- _EXTRACTED TEXT_
COVID recovery drives U.S. credit rating upgrades to record high By Reuters
© Reuters. FILE PHOTO: A view of the New York City skyline of Manhattan and the Hudson River during the outbreak of the coronavirus disease (COVID-19) in New York City, as seen from Weehawken, New Jersey, U.S. April 18, 2020. REUTERS/Jeenah Moon
By Marc Jones
LONDON (Reuters) – The strong economic recovery in the United States has led to a record number of corporate credit rating upgrades this year, figures from S&P Global (NYSE:) showed on Thursday.
The combination of vaccine rollouts, reopening the economy and ultra-low borrowing costs has boosted firms’ finances and made debt piles more manageable.
S&P said it had made a record 121 upgrades during the second quarter and 220 since the start of the year although that was still well below the 715 downgrades during the first half of last year as the pandemic spread.
Most of the upgrades in recent months have been of lower-rated firms with 58% of all upgrades of issuers rated ‘B’ and lower. They have also been led by several of the sectors hardest hit by the pandemic, and about half were of issuers that had been downgraded since the start of 2020.
The proportion of firms at risk of downgrades also fell by eight percentage points to 19%, and is now below its long-term average of 22%.

- _MATERIAL PROVIDED_

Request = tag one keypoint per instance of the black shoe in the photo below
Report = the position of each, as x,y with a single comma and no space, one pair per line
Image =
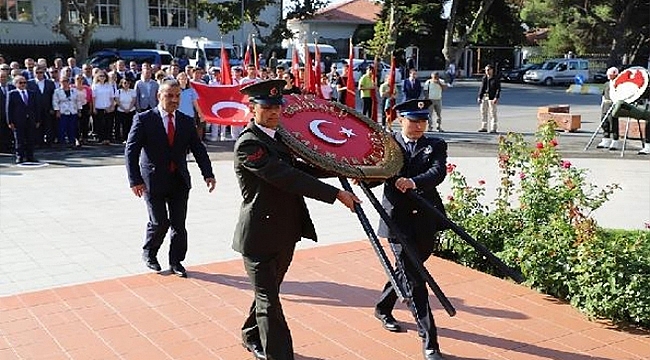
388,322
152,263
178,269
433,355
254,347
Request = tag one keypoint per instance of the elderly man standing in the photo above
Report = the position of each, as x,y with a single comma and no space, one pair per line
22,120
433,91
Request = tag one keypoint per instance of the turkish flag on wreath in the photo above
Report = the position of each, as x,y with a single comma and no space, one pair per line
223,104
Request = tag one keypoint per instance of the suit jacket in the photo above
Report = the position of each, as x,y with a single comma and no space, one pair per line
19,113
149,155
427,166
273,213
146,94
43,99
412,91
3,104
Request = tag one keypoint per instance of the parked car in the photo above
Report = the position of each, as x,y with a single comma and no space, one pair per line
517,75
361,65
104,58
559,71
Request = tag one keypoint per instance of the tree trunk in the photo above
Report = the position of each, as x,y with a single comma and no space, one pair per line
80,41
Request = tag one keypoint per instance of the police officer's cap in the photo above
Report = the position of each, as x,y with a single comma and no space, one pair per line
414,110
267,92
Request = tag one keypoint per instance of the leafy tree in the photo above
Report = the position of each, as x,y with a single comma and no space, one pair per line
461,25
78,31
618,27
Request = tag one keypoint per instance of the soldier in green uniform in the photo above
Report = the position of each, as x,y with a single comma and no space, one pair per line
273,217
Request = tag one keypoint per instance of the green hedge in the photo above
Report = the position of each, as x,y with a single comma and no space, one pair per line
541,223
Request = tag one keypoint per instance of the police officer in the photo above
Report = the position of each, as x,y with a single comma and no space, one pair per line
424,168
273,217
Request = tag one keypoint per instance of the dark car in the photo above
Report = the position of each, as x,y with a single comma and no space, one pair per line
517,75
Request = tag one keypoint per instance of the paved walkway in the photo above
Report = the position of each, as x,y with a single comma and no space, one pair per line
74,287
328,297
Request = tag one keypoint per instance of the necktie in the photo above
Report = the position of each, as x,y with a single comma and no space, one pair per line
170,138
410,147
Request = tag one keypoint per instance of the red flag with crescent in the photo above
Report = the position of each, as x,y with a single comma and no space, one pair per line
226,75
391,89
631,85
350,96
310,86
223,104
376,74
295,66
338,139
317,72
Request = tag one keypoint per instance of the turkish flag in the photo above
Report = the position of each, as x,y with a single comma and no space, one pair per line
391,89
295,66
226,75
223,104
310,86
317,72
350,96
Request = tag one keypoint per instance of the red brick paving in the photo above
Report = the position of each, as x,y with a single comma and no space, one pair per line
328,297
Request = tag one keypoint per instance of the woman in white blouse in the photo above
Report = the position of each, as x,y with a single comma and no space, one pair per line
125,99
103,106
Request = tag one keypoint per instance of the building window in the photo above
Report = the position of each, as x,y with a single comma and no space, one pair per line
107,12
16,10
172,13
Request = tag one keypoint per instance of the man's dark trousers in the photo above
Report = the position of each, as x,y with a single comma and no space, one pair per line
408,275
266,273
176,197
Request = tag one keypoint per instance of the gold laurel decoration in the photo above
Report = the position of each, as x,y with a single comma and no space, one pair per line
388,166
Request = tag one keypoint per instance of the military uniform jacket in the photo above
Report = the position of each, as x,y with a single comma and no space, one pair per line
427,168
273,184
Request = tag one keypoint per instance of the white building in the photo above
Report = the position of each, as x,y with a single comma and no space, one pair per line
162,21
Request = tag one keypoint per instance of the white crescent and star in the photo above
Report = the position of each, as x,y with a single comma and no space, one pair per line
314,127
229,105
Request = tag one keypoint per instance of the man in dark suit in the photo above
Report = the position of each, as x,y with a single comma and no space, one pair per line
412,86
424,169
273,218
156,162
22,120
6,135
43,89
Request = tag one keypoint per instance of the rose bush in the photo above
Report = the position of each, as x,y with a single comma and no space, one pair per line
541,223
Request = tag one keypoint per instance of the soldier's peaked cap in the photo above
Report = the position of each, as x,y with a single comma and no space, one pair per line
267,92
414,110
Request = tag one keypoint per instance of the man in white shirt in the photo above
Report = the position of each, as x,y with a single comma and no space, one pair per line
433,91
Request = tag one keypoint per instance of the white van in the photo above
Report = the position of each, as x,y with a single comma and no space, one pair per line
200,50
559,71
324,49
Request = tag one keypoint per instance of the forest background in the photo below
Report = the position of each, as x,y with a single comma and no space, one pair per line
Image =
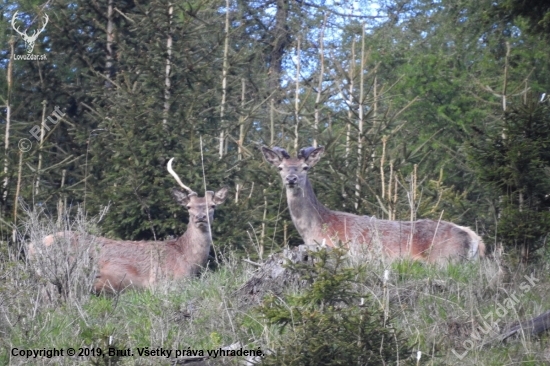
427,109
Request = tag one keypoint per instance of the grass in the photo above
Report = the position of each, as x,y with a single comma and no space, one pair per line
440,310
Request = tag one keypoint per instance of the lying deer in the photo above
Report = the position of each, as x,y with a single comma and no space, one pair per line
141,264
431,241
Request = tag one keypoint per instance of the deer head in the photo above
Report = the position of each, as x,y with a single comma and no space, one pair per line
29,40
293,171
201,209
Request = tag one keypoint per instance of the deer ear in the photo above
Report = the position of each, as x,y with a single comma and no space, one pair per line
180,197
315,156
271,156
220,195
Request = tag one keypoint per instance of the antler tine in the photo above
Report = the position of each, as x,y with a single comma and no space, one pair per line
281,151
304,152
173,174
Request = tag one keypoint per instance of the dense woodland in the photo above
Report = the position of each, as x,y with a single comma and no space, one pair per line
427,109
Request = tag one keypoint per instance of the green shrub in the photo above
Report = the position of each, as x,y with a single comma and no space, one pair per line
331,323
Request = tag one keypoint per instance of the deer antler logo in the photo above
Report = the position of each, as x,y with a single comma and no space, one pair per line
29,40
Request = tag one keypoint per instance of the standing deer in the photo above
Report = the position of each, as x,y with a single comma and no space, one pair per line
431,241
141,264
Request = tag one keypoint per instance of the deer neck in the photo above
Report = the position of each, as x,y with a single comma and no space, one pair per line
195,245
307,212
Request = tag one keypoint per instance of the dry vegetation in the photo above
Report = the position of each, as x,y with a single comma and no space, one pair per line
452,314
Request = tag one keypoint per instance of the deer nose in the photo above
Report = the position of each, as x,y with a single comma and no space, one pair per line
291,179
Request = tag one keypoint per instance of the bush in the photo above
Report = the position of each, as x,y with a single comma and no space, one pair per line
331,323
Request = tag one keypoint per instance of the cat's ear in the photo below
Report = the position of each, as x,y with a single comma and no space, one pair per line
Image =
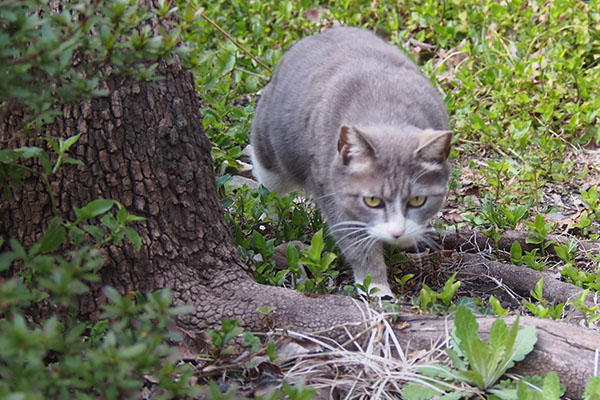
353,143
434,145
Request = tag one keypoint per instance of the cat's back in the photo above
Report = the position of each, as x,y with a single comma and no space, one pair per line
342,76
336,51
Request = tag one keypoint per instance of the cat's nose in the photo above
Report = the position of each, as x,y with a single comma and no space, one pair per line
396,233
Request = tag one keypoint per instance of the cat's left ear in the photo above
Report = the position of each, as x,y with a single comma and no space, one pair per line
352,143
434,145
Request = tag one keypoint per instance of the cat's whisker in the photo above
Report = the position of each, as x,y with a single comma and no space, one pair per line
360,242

==

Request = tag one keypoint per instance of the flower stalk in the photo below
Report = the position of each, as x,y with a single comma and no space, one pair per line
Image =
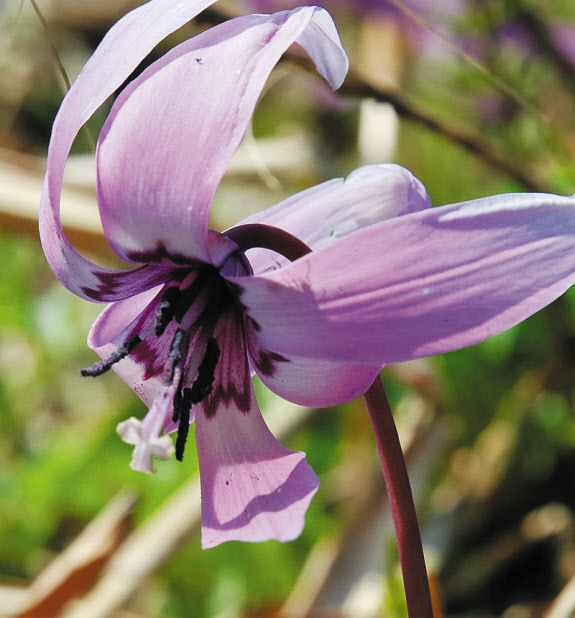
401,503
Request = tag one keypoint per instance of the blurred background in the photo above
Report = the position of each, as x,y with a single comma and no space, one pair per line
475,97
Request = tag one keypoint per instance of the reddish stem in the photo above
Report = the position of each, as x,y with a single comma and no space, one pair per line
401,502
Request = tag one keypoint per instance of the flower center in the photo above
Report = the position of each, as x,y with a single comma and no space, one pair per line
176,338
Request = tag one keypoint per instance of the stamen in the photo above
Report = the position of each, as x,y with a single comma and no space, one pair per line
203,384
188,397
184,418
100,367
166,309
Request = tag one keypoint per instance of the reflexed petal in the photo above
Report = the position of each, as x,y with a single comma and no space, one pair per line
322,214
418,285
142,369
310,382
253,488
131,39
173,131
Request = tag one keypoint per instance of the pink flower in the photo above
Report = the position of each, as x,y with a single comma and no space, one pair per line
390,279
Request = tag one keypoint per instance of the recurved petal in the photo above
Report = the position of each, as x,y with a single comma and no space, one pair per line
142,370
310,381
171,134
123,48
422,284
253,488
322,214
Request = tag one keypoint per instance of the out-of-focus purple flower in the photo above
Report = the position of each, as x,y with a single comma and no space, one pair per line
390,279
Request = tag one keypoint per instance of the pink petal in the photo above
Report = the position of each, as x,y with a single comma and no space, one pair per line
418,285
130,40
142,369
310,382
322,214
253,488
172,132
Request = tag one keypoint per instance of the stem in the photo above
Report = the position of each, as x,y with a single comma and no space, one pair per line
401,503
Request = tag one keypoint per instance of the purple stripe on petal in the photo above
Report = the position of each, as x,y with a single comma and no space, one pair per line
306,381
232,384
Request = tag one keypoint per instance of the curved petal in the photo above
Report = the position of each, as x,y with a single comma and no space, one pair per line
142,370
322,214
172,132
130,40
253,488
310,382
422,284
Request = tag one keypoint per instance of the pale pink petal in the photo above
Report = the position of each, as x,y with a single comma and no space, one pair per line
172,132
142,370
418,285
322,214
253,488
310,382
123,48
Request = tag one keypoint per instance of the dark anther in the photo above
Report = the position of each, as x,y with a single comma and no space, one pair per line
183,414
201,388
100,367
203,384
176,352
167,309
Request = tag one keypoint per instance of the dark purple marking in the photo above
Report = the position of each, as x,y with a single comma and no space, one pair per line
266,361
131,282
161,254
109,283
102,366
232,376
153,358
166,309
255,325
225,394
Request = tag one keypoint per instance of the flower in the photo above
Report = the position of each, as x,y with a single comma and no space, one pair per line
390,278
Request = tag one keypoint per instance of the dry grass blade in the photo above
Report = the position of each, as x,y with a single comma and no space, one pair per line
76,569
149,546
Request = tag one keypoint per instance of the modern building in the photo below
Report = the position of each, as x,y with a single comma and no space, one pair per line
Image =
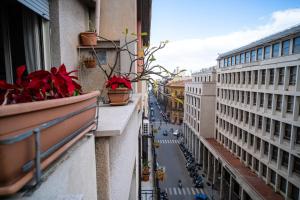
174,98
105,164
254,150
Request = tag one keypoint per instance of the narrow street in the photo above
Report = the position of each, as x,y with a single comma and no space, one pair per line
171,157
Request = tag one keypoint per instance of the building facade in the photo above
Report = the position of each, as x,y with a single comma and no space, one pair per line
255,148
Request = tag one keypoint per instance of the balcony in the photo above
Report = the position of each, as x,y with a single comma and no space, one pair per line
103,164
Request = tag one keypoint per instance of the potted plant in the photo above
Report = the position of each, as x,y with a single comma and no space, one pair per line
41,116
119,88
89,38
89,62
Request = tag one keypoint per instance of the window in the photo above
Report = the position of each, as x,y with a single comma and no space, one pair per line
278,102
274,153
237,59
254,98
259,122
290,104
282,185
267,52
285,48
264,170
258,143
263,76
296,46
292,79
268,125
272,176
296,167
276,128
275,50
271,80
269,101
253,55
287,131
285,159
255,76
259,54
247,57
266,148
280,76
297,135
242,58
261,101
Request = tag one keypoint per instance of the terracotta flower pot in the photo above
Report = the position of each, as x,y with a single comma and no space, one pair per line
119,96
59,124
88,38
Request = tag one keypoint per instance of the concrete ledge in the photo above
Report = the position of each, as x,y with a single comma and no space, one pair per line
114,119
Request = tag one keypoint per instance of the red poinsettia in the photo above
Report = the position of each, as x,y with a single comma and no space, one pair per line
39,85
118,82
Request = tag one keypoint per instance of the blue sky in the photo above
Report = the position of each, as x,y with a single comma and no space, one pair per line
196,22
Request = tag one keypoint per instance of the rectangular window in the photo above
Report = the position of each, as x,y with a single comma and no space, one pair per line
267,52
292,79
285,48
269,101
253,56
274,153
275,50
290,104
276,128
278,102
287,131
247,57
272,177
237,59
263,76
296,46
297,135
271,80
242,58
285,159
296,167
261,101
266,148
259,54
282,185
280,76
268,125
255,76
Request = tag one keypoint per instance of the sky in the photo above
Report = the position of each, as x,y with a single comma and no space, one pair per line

* * *

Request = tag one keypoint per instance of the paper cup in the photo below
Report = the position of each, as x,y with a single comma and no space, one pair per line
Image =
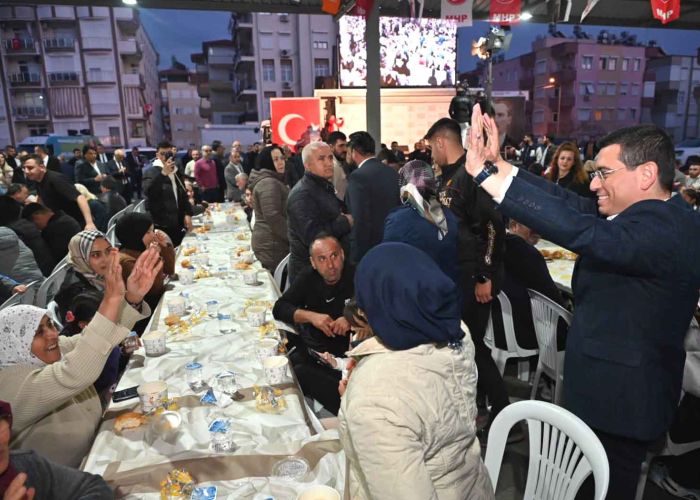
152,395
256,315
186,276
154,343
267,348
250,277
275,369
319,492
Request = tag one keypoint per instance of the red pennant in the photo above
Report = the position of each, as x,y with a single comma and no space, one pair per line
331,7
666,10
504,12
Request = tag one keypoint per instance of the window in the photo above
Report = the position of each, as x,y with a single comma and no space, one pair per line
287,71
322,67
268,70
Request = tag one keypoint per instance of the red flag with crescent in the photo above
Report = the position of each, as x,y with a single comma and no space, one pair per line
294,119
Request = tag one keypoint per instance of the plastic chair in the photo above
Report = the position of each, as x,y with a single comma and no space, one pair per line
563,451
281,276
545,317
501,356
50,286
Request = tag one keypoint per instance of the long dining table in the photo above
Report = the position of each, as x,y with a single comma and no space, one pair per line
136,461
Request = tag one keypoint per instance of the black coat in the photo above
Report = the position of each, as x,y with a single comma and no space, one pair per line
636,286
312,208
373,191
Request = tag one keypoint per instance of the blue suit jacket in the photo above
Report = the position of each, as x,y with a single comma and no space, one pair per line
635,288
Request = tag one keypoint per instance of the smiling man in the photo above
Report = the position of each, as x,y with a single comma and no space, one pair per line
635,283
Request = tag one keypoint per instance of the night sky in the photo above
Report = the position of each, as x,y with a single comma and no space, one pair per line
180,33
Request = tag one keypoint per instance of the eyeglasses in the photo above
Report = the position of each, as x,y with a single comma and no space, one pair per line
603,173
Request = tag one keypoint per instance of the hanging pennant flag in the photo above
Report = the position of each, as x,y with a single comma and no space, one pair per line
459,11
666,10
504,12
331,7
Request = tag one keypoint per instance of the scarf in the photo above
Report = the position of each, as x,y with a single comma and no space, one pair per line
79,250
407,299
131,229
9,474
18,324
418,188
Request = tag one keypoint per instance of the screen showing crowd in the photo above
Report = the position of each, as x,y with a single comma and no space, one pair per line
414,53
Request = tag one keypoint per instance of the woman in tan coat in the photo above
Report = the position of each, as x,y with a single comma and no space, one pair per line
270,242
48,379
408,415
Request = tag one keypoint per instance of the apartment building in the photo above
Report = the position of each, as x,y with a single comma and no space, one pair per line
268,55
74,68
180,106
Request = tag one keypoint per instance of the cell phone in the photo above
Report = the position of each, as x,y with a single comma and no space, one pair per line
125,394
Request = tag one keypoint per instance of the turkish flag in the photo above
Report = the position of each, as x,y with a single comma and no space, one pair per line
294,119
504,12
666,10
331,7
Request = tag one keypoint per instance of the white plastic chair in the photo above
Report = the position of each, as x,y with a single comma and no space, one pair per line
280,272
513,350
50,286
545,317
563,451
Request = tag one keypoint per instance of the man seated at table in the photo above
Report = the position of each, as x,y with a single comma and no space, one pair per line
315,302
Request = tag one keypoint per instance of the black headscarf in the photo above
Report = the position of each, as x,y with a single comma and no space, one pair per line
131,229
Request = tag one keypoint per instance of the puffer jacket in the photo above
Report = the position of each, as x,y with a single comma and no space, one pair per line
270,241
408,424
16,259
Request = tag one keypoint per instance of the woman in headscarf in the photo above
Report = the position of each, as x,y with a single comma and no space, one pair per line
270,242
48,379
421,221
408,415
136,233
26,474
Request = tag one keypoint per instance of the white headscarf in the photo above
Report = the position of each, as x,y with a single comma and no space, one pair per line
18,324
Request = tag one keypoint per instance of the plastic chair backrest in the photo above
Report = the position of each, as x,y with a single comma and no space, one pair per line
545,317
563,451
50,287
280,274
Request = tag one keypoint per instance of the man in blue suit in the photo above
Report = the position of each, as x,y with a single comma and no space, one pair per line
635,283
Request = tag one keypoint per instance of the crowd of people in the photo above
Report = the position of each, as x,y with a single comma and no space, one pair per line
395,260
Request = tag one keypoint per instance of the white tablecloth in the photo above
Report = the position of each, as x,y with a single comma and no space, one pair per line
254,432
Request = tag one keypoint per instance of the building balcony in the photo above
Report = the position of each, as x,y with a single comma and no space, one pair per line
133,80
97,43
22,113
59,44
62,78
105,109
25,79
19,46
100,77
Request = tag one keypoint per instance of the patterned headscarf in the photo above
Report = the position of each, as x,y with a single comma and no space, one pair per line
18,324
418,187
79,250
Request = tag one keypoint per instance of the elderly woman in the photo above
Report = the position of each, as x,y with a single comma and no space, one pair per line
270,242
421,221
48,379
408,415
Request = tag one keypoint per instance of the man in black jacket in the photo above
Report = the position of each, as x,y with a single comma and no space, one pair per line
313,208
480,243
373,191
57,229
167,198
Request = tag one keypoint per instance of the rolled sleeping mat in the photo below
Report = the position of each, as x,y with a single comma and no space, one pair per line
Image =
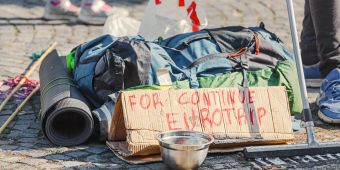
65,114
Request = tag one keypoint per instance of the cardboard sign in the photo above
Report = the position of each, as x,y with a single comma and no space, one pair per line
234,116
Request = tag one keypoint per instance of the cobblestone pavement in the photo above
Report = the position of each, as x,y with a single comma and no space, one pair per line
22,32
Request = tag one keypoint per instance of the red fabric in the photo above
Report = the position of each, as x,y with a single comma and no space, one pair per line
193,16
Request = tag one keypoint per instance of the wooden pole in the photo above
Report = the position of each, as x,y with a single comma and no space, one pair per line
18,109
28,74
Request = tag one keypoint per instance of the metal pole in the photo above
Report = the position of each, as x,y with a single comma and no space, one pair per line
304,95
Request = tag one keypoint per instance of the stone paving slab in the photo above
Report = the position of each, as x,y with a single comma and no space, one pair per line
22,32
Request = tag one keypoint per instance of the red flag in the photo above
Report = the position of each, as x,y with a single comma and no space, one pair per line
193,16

- _WORK ITEM_
Continue the article on record U.S. credit rating upgrades, starting after its last sentence.

- _RESPONSE_
“This steady decline points to a further decrease in downgrade potential and indicates the number of quarterly downgrades should continue to fall,” S&P said.
The surge in oil and gas prices over the last 12 months mean the sector’s negative rating bias has fallen 39 percentage points this year, the most of any U.S. sector, although it remains fractionally above the long term average.
The retail and restaurant sector’s negative bias has fallen 32 percentage points this year, the second most among all sectors, while the media and entertainment sector’s 33% negative bias is the highest despite a 20 percentage points drop.
“We expect the recovery of pre-2020 credit metrics to be uneven, with the hardest-hit industries of out-of-home entertainment and hotels not expected to recover before 2023 and even later for the cruise industry,” S&P said.